··· Records to use
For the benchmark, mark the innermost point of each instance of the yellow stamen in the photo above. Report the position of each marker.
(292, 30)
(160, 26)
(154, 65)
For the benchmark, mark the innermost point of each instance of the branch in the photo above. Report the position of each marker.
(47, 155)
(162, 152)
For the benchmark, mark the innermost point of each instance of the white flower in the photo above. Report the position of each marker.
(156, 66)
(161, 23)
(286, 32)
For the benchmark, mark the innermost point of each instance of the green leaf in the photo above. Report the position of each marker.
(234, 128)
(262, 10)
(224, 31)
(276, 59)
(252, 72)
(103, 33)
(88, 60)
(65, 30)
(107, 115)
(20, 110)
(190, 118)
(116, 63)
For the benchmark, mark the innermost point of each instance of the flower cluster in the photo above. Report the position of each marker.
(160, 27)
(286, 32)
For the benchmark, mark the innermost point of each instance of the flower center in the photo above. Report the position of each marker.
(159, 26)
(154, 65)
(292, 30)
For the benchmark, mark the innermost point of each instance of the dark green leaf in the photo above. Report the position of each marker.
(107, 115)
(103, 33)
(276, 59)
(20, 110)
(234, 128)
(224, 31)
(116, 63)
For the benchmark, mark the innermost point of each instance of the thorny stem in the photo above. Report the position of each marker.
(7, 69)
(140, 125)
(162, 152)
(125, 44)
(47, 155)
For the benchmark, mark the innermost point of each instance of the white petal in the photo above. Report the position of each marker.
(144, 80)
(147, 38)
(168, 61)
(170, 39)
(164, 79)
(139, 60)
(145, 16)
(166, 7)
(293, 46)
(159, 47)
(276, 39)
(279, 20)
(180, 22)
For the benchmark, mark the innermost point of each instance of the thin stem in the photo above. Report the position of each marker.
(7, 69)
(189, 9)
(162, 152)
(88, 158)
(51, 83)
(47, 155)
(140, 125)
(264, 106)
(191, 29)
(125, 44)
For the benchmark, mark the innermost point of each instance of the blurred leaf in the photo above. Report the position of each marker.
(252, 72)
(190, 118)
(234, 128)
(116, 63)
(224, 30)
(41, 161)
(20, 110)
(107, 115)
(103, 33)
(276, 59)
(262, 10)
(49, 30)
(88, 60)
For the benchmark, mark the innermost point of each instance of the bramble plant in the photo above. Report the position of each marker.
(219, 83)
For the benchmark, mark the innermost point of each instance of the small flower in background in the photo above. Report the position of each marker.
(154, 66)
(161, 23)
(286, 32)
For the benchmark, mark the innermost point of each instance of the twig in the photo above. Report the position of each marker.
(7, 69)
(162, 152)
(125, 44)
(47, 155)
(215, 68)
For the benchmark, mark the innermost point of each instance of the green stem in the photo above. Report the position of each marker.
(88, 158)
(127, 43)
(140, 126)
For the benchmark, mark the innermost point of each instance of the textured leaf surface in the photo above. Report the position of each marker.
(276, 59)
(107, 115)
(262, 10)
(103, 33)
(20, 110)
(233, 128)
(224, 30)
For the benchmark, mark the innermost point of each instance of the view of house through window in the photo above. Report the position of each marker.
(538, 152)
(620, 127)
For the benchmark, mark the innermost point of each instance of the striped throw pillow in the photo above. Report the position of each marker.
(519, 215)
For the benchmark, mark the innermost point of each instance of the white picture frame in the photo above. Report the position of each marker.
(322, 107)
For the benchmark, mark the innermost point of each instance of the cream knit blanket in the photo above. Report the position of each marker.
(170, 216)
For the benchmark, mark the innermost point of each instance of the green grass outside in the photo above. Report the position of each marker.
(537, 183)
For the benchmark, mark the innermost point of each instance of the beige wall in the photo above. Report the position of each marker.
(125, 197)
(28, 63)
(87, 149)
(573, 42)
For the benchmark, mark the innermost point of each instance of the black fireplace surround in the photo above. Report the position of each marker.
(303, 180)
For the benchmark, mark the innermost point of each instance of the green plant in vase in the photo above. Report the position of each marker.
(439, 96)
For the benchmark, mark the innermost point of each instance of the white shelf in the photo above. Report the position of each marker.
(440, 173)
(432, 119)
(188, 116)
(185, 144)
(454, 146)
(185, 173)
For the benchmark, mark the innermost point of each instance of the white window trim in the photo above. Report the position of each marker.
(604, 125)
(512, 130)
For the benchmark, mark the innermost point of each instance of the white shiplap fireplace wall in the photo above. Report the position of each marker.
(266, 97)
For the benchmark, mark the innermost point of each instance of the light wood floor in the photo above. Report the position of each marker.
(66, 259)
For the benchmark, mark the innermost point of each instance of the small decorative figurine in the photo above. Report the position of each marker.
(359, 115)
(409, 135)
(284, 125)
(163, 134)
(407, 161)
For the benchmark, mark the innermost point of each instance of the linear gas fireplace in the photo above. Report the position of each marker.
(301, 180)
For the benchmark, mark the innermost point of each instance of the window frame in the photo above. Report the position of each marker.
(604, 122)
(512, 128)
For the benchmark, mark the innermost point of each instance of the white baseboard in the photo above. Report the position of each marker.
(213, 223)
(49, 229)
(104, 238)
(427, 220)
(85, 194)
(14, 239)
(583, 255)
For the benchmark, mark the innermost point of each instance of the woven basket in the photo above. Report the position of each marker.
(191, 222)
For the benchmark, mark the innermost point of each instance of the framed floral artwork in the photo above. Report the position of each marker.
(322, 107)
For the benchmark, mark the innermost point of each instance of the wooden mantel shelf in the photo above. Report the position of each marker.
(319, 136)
······
• The request
Reproduce the whole listing word for word.

• Exercise result
For the benchmark, mark the innermost point of each instance of the yellow stamen in the photo above. Report the position of each marker.
(292, 30)
(160, 26)
(154, 65)
For the benchmark, mark the innermost point of each instance of the branch in the photo above. Report the position of each marker.
(47, 155)
(162, 152)
For the benchmark, mark the innermost point of each instance of the white flower in the photo above. Report the position of each marker.
(156, 66)
(161, 23)
(286, 32)
For the benchmark, mark the innermost point of each instance of the green leaf in the photo above. Report the position of each marker.
(234, 128)
(262, 10)
(224, 31)
(276, 59)
(252, 72)
(103, 33)
(88, 60)
(65, 30)
(107, 115)
(20, 110)
(190, 118)
(116, 63)
For the benchmark, mark the innermost point of each instance of the flower cluster in the photo above. Report the position of each marker.
(160, 27)
(286, 32)
For the benchmark, mark the innermost point of each instance of the flower center in the photo above. Report the position of each marker.
(159, 26)
(154, 65)
(292, 30)
For the benchmark, mark the innermost point of each instance of the dark green leaf in the photo above. Report the position of each marker.
(107, 115)
(103, 33)
(276, 59)
(20, 110)
(234, 128)
(224, 31)
(116, 63)
For the benchmark, mark the innermost point of each instance of the thorny stem in the photo above. Report the position of each marker.
(7, 69)
(140, 125)
(162, 152)
(125, 44)
(47, 155)
For the benchmark, mark the innermost point of each instance of the white petal in the photo above. Report the position of each marker.
(144, 80)
(147, 38)
(168, 61)
(170, 39)
(164, 79)
(139, 60)
(145, 16)
(166, 7)
(293, 46)
(159, 47)
(276, 39)
(279, 20)
(180, 22)
For the benchmark, mark the innermost point of each instance of the thin stem in the photo above. Report the position of each marker.
(7, 69)
(189, 9)
(162, 152)
(88, 158)
(51, 83)
(47, 155)
(140, 125)
(264, 106)
(191, 29)
(125, 44)
For the benchmark, mark the innermost point of each instance of the blurred leaf in the photo above. Report the position of each marker.
(252, 72)
(190, 118)
(234, 128)
(116, 63)
(224, 30)
(41, 161)
(20, 110)
(107, 115)
(103, 33)
(276, 59)
(262, 10)
(49, 30)
(88, 60)
For the benchmark, mark the innermost point of each instance of the bramble plant in the photo above. Report the position of each marker.
(219, 83)
For the benchmark, mark the innermost point of each instance of the small flower in background in the photo above. Report the position of each marker.
(154, 66)
(161, 23)
(286, 32)
For the benchmark, mark the innermost point of each instance of the twig in the photo above. Report the position of each marker.
(7, 69)
(162, 152)
(125, 44)
(47, 155)
(215, 68)
For the benchmark, mark the innermost point of each instance of the green stem in the photo above. Report the position of each marker.
(88, 158)
(127, 43)
(140, 126)
For the benchmark, mark the innermost point of each instance of the textured leaf surface in the photo above. Report the position of each marker.
(276, 59)
(107, 115)
(262, 10)
(103, 33)
(20, 110)
(233, 128)
(224, 30)
For the benchmark, mark the innermost point of each instance of the view of house through window in the photo above. Report the position of each marker.
(538, 152)
(620, 127)
For the benchmark, mark the innermost point of each instance of the striped throw pillow in the photo above. Report the position of each marker.
(519, 215)
For the benchmark, mark the innermost point of each instance of the white picture frame in the photo above. Report the position of each marker.
(322, 107)
For the benchmark, mark the innermost point of each instance of the cream knit blanket in the photo above. Report the position of each marker.
(170, 216)
For the benchmark, mark the innermost point of each instance of the green grass outside in the photo above. Report the position of each marker.
(537, 183)
For the benchmark, mark the innermost point of each instance of the beige wall in the photo above. Report the position of each marker.
(125, 197)
(28, 63)
(87, 149)
(573, 42)
For the benchmark, mark the innermost point of each instance of the black fireplace surround in the photo above. Report the position of each marker.
(303, 180)
For the benchmark, mark the innermost point of each instance of the green plant in vase in the photo above. Report the position of each marker.
(439, 96)
For the benchmark, mark the innermost point of each instance of the white shelf in the photo above. Report the position of each marker.
(440, 173)
(432, 119)
(188, 116)
(185, 144)
(454, 146)
(185, 173)
For the benchmark, mark the innermost point of each instance of the white window trim in the photo above. Report the position of each marker.
(604, 125)
(512, 130)
For the benchmark, mark the innermost point of each instance of the white shiplap fireplace wall in the photo above. Report the position of each marker.
(266, 97)
For the benchmark, mark the innermost point of each instance of the light wood floor in the photo above. Report the position of each marker.
(66, 259)
For the benchmark, mark the innermost point of each instance of the small decorative figurine in the photo above. Report the position of each marker.
(359, 115)
(409, 135)
(284, 125)
(163, 134)
(407, 161)
For the benchmark, mark the innermost point of each instance of the linear gas fireplace in the photo above. Report the position of each marker.
(301, 180)
For the benchmark, mark the innermost point of each instance of the window frame in the photo above. Report the position of each marker.
(604, 122)
(512, 128)
For the benchmark, mark the innermost point of each instance of the white baseboard in the photo above. Report the position of each marker.
(213, 223)
(49, 229)
(104, 238)
(427, 220)
(85, 194)
(14, 239)
(583, 255)
For the benchmark, mark the innermost point of each instance of the woven basket in the photo above. Report the position of each marker.
(191, 222)
For the benchmark, mark the innermost point of each instance of the framed floral artwork in the photo above. Report the position of each marker.
(322, 107)
For the benchmark, mark the innermost point of each instance of the wooden mantel shelf in the photo above. Report the position of each marker.
(319, 136)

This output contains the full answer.